> **Work to complete**: Resume the drug guide entry on estrogen after its final sentence, adding further patient education points in the same style.

━━ Extracted text ━━

Classifications: hormones and synthetic substitutes; estrogen
Pregnancy Category: X
Assessment & Drug Effects
- Check BP on a regular basis in patients with conditions that may be influenced by fluid retention (migraine, cardiac or kidney dysfunction, asthma, epilepsy, hypertension).
- Supplement pyridoxine (vitamin B6) in patients on long-term therapy, especially if undernourished; levels are lowered by estrogens.
Patient & Family Education
- Be aware that risk of blood clot formation is high. Notify physician immediately of positive Homan’s sign (calf pain upon foot flexion) and the following symptoms of thromboembolic disorders: Tenderness, pain, swelling, and redness in extremity; sudden, severe headache or chest pain, slurring of speech; change in vision; sudden shortness of breath. If physician is not available, go to the nearest emergency room.
- Report severe abdominal pain and tenderness, or abdominal mass.
- Determine weight under standard conditions 1 or 2 times/wk and report sudden weight gain or other signs of fluid retention.

━━━
━━ Dataset excerpts ━━

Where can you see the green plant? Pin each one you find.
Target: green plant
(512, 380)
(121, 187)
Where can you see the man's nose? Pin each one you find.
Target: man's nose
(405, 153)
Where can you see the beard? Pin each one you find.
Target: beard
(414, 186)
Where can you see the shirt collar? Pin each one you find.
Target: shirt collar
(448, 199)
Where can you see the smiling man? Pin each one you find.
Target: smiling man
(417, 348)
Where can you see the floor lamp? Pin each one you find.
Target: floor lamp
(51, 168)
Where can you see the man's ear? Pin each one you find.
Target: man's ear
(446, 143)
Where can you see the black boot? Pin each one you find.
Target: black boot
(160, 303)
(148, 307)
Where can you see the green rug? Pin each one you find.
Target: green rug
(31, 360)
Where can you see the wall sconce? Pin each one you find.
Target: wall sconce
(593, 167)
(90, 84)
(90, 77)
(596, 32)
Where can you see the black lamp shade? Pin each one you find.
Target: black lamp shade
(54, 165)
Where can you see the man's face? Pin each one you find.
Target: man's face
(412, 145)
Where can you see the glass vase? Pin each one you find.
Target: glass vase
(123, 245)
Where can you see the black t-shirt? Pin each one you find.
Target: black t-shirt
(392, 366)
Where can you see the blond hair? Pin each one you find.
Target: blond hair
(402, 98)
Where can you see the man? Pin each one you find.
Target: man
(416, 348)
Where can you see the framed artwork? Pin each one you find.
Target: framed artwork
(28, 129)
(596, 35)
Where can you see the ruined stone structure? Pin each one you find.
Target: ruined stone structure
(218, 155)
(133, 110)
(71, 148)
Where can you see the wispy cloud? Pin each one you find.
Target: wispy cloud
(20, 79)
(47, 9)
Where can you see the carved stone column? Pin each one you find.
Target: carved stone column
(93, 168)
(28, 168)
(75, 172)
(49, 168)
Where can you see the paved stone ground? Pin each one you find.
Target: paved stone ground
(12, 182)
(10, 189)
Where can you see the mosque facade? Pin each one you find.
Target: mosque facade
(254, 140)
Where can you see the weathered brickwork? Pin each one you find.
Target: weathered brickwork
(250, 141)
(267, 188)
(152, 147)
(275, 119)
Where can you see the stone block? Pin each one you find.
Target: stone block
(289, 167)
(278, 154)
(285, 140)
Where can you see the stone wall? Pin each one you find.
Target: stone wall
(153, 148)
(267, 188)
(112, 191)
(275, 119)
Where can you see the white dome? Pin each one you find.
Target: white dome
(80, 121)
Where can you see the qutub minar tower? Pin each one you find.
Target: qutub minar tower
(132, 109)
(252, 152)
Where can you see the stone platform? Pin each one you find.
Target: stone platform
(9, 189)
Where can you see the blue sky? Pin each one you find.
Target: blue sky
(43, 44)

━━━

> **Response to this exercise**:
- Notify physician of yellow skin and sclera, pruritus, dark urine, and light-colored stools; history of jaundice in pregnancy increases the possibility of estrogen-induced jaundice. Estrogen therapy is usually interrupted pending clinical investigation.
- Abrupt withdrawal of vitamin C may lead to breakthrough bleeding; high vitamin C intake (e.g., 1 g/d) may increase ethinyl estradiol levels.
- Report symptoms of vaginal candidiasis (thick, white, curd-like secretions and inflamed congested introitus) to permit appropriate treatment.
- Note: Estrogen-induced feminization and impotence in male patients are reversible with termination of therapy.
- Decrease caffeine intake from sources such as tea, coffee, and cola; estrogenic depression of caffeine metabolism may cause caffeinism.
- Do not breast feed while taking this drug.